BEGIN PROVIDED PASSAGE

White House ready to crack down on nursing homes, cites USA TODAY report

This story was originally published in USA Today with support from our 2021 National Fellowship.

By Nick Penzenstadler,Letitia Stein and Jayme Fraser

Health policy advisers to President Joe Biden cited a USA TODAY investigation into nursing home care during the pandemic as evidence of a troubled industry urgently in need of reform to crack down on poor performers and profiteering.

The report, released last week, showed that residents at a single Midwest chain with 115 campuses died of COVID-19 last winter at twice the national average for nursing homes, based on figures facilities must file weekly with the federal government. Presented with USA TODAY’s findings, the company said it overreported hundreds of deaths during the surge.

Trilogy is a for-profit company backed by a real estate investment trust, a health care investment strategy until now operating largely under the radar of federal nursing home regulators. The White House hopes to shed light on the various ways Wall Street profits from taxpayer-funded health care for the elderly and people with disabilities. 

Investigation:This nursing home chain stood out for nationally high death rates as pandemic peaked

Greater financial transparency is part of a sweeping set of proposals Biden unveiled as part of the State of the Union speech March 1. He also called for increased reporting on for-profit nursing home ownership, including REITs and private equity; minimum staffing standards; a database to track back operators across state lines; and stiffer violation penalties.

Trilogy’s investment company is based in Southern California, but its nursing homes span four Midwestern states – Indiana, Kentucky, Ohio and Michigan. The federal Centers for Medicare and Medicaid Services acknowledged that it focused on the performance of individual nursing homes, not looking more broadly at chains, during the pandemic.

END PROVIDED PASSAGE

EXERCISE INSTRUCTIONS:
(a) For each statement about the nursing home article, answer yes or no, and quote the exact words of the article that decide it. (i) Trilogy's nursing homes are located in four Midwestern states. (ii) Trilogy's investment company is based in the Midwest. (iii) Residents at the chain died of COVID-19 last winter at three times the national average for nursing homes.
(b) Name every state where, according to the nursing home article, Trilogy's nursing homes are located.
(c) Return everything in the nursing home article from "White House ready" down to "during the surge.".
None of the work here depends on the listing.

BEGIN INPUT DATA

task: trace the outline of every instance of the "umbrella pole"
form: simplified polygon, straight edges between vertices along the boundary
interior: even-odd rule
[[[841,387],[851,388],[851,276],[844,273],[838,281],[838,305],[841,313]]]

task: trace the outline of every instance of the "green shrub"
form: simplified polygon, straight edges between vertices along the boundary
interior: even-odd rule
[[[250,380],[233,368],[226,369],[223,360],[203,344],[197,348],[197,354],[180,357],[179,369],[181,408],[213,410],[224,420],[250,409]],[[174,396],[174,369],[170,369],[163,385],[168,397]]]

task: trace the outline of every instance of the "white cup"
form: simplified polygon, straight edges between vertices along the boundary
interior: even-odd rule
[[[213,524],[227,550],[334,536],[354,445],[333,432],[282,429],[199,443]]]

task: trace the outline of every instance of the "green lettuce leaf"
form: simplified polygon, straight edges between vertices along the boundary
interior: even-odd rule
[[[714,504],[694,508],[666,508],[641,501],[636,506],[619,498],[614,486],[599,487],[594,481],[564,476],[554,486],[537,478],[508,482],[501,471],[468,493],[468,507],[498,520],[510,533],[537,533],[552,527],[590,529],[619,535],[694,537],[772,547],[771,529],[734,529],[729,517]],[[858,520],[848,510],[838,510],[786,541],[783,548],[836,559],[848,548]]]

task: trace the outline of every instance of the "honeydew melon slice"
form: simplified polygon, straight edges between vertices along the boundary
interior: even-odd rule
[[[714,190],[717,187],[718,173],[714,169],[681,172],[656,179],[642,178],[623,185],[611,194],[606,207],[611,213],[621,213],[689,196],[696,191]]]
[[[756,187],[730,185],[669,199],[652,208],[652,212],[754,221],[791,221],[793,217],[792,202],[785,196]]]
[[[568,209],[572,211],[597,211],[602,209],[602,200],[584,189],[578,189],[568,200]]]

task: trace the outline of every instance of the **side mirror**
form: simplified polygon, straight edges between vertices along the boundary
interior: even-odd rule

END INPUT DATA

ANSWER SET:
(a)
(i) Yes: "its nursing homes span four Midwestern states – Indiana, Kentucky, Ohio and Michigan"
(ii) No: "Trilogy’s investment company is based in Southern California"
(iii) No: "died of COVID-19 last winter at twice the national average for nursing homes"

(b) Indiana, Kentucky, Ohio, Michigan

(c)
White House ready to crack down on nursing homes, cites USA TODAY report

This story was originally published in USA Today with support from our 2021 National Fellowship.

By Nick Penzenstadler,Letitia Stein and Jayme Fraser

Health policy advisers to President Joe Biden cited a USA TODAY investigation into nursing home care during the pandemic as evidence of a troubled industry urgently in need of reform to crack down on poor performers and profiteering.

The report, released last week, showed that residents at a single Midwest chain with 115 campuses died of COVID-19 last winter at twice the national average for nursing homes, based on figures facilities must file weekly with the federal government. Presented with USA TODAY’s findings, the company said it overreported hundreds of deaths during the surge.